[[ Material for this exercise, beginning ]]

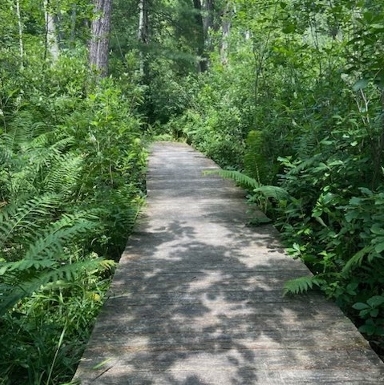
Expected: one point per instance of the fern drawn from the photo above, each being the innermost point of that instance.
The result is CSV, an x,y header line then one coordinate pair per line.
x,y
300,285
357,259
249,183
240,178
12,294
25,217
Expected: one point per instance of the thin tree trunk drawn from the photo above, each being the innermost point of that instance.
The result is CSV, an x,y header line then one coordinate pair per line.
x,y
208,22
143,33
73,25
20,23
225,31
99,44
202,60
51,43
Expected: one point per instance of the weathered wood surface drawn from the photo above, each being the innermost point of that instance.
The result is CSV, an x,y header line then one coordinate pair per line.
x,y
197,297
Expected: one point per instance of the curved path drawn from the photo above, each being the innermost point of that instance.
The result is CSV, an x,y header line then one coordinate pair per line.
x,y
197,297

[[ Material for this exercise, end ]]

■ The task ■
Transcribe every entry word for word, but skip the pictures.

■ Solution to this problem ■
Expected: one point per instance of the fern drawn from the photo above, each being the innermost point of that instance.
The result is CSV, an x,y header line then one coordinate pair per line.
x,y
300,285
357,259
249,183
240,178
12,294
25,217
Expected: one point per instance of the thin tree trunk drawn from the photo above, each being the innermost point of that instance.
The result is CSV, an x,y header line then one coordinate pair per line.
x,y
208,22
143,33
73,25
20,23
225,31
99,44
202,60
51,43
Expected: one point per instance of the weathered wood surface drawn from the photo above, each being the innermost point of that instance.
The result is CSV, an x,y header line then one coordinate pair per line.
x,y
197,297
Expected: one point per instance of the curved path drawn from the photo above, each being the innermost point of that instance.
The result is CSV, an x,y header line then one coordinate pair per line.
x,y
197,297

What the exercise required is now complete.